What is expected: Leave out the pictures, and quote exactly the lines running from the one with "the small stuffed" through the last line of the entries below.

|---|

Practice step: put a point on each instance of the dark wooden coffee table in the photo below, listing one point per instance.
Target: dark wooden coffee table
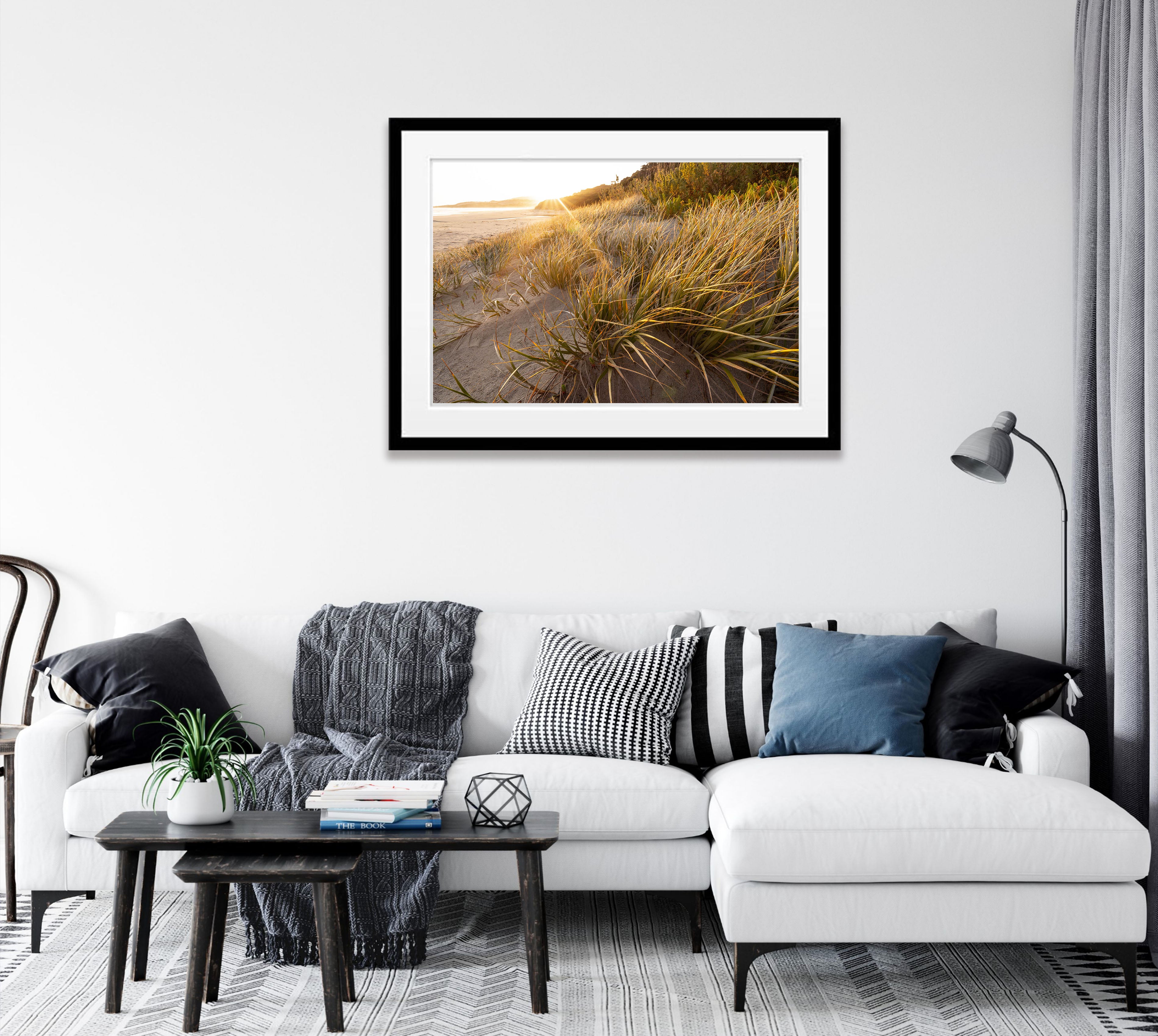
(274, 833)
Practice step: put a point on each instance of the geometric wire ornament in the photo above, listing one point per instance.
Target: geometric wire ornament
(498, 800)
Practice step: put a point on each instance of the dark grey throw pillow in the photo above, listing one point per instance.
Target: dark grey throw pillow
(124, 679)
(979, 693)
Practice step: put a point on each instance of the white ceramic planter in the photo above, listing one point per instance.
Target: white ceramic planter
(198, 803)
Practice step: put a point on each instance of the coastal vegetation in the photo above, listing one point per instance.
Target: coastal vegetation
(680, 284)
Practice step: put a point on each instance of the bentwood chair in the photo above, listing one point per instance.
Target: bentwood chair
(16, 569)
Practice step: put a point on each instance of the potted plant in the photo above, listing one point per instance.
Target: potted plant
(200, 769)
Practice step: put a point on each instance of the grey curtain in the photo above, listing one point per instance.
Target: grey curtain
(1114, 588)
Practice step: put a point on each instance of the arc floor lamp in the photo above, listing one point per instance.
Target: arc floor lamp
(988, 455)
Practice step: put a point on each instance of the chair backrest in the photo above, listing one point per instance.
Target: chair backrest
(16, 568)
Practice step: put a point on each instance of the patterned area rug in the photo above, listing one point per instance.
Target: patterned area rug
(620, 966)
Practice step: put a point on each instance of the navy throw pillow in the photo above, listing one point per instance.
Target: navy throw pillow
(849, 694)
(124, 679)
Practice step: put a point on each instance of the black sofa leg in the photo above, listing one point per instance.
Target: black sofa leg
(1127, 955)
(694, 903)
(41, 902)
(744, 954)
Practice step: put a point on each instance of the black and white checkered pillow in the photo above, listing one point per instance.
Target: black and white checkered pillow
(590, 702)
(723, 714)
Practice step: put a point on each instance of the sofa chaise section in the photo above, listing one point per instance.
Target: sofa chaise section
(880, 849)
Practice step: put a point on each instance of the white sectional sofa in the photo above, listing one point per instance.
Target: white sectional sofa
(806, 849)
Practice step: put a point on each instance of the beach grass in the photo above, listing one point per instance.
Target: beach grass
(659, 284)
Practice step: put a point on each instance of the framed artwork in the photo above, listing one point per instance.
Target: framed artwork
(614, 284)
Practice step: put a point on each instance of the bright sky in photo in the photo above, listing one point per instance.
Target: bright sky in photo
(475, 181)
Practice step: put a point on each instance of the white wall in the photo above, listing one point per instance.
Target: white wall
(193, 326)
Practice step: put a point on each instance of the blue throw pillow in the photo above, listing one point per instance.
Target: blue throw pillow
(845, 694)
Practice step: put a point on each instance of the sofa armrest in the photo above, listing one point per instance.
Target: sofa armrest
(50, 759)
(1050, 746)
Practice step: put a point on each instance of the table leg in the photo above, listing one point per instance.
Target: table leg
(531, 894)
(220, 910)
(144, 918)
(122, 922)
(348, 944)
(542, 910)
(204, 901)
(329, 949)
(10, 836)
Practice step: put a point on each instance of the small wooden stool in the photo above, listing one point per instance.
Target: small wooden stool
(214, 875)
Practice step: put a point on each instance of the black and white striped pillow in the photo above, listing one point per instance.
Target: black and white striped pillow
(586, 701)
(723, 714)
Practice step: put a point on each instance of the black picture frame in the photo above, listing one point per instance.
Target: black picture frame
(395, 269)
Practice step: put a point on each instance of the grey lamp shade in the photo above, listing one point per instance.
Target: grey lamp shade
(988, 454)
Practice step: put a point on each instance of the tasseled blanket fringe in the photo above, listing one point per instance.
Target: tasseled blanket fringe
(398, 951)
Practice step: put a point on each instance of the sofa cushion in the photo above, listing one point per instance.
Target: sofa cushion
(95, 801)
(597, 799)
(908, 819)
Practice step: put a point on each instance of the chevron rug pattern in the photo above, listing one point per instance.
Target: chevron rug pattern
(620, 967)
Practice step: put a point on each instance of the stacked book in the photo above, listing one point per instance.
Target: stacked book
(378, 805)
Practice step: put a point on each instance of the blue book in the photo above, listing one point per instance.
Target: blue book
(410, 823)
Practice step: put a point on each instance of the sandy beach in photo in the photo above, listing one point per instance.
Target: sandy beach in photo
(456, 226)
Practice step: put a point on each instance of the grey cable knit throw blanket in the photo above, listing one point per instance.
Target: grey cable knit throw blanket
(379, 693)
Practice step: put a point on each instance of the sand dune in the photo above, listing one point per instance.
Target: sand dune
(456, 226)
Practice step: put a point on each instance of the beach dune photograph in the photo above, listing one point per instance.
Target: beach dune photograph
(615, 282)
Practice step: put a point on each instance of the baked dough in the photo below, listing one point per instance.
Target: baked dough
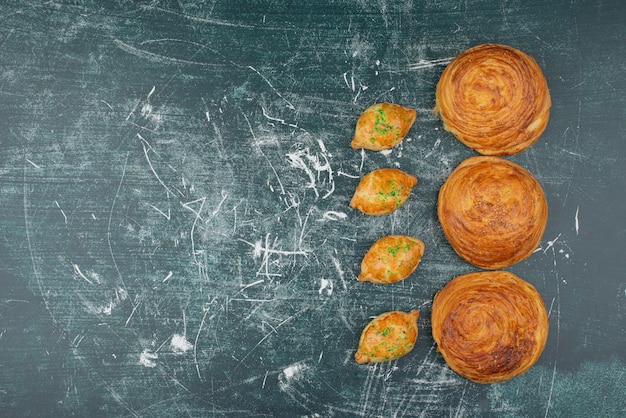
(382, 191)
(489, 326)
(494, 99)
(382, 126)
(492, 211)
(389, 336)
(391, 259)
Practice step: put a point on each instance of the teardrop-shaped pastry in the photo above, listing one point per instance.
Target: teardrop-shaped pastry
(387, 337)
(489, 326)
(494, 99)
(391, 259)
(382, 126)
(382, 191)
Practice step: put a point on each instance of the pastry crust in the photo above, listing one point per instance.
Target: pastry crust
(492, 211)
(489, 326)
(382, 191)
(391, 259)
(387, 337)
(382, 126)
(494, 99)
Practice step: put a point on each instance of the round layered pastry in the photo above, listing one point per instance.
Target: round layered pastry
(494, 99)
(492, 211)
(489, 326)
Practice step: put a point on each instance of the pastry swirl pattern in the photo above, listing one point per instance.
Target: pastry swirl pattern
(489, 326)
(492, 211)
(494, 99)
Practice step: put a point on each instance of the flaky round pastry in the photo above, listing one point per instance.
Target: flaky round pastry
(494, 99)
(489, 326)
(492, 211)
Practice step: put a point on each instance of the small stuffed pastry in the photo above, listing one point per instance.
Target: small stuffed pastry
(382, 126)
(492, 211)
(382, 191)
(391, 259)
(489, 326)
(494, 99)
(387, 337)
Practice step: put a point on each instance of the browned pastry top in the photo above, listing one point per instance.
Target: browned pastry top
(492, 211)
(489, 326)
(494, 99)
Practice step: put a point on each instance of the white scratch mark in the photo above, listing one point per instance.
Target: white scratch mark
(265, 379)
(147, 359)
(282, 189)
(343, 173)
(62, 212)
(146, 145)
(281, 121)
(219, 205)
(131, 314)
(290, 374)
(195, 221)
(332, 215)
(326, 285)
(108, 105)
(430, 63)
(301, 158)
(244, 287)
(289, 105)
(195, 345)
(80, 273)
(179, 344)
(266, 251)
(340, 271)
(551, 243)
(166, 215)
(32, 163)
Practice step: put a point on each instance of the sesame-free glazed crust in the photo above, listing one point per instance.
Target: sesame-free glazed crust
(494, 99)
(492, 211)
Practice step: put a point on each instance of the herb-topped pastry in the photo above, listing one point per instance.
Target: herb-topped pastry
(387, 337)
(382, 191)
(391, 259)
(382, 126)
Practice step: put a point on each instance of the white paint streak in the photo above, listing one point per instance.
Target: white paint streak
(148, 359)
(62, 212)
(291, 374)
(332, 215)
(551, 243)
(326, 285)
(80, 273)
(179, 344)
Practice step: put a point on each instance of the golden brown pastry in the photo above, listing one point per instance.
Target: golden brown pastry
(382, 191)
(489, 326)
(492, 211)
(494, 99)
(389, 336)
(382, 126)
(391, 259)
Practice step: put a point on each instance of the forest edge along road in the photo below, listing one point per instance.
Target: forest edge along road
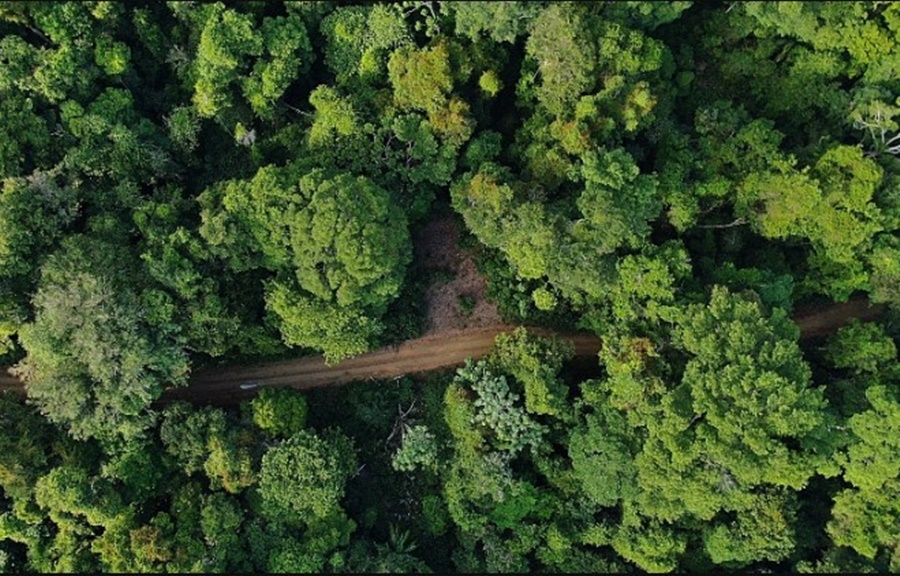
(443, 350)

|---|

Written reply:
Practice step: put a point on each instance of the small stuffed pastry in the photo above, listing one point per instance.
Target: small stuffed pastry
(382, 126)
(492, 211)
(382, 191)
(391, 259)
(489, 326)
(494, 99)
(387, 337)
Practice step: put a point on each instance of the browned pastry top in the photo above, listing one point per instance.
Target: browned pastry top
(492, 211)
(489, 326)
(494, 99)
Practice step: put a point on each instance of the white scratch mark in the photo above, listing one point per instance.
Target: white scratch mark
(265, 379)
(147, 359)
(282, 189)
(343, 173)
(62, 212)
(146, 145)
(281, 121)
(219, 205)
(131, 314)
(290, 374)
(195, 221)
(332, 215)
(326, 285)
(108, 105)
(430, 63)
(301, 158)
(244, 287)
(289, 105)
(195, 345)
(80, 273)
(179, 344)
(266, 251)
(340, 271)
(551, 243)
(166, 215)
(32, 163)
Practice step: put a point on each instance of the sesame-free glazed crust in the photo above, listing one point per instance.
Target: sesame-free glazed crust
(494, 99)
(492, 211)
Practice step: put a point on each instance of the herb-topped pastry in the photo above, listing one point per instance.
Target: herb-topped pastry
(387, 337)
(382, 191)
(391, 259)
(382, 126)
Practice step: put a point on each instance of the white paint streak in the photo above, listing one point per instance.
Target: white paint streak
(148, 359)
(62, 212)
(291, 374)
(332, 215)
(551, 243)
(326, 285)
(80, 273)
(179, 344)
Practice step: put a point on each instance of the golden brown pastry in the photo above, listing one point per instance.
Target: golden brown pastry
(382, 191)
(489, 326)
(492, 211)
(494, 99)
(389, 336)
(382, 126)
(391, 259)
Practice step: put a point on each instance of the forest edge along road in the photo below, listing one point per instance.
Target: forest edge along road
(443, 350)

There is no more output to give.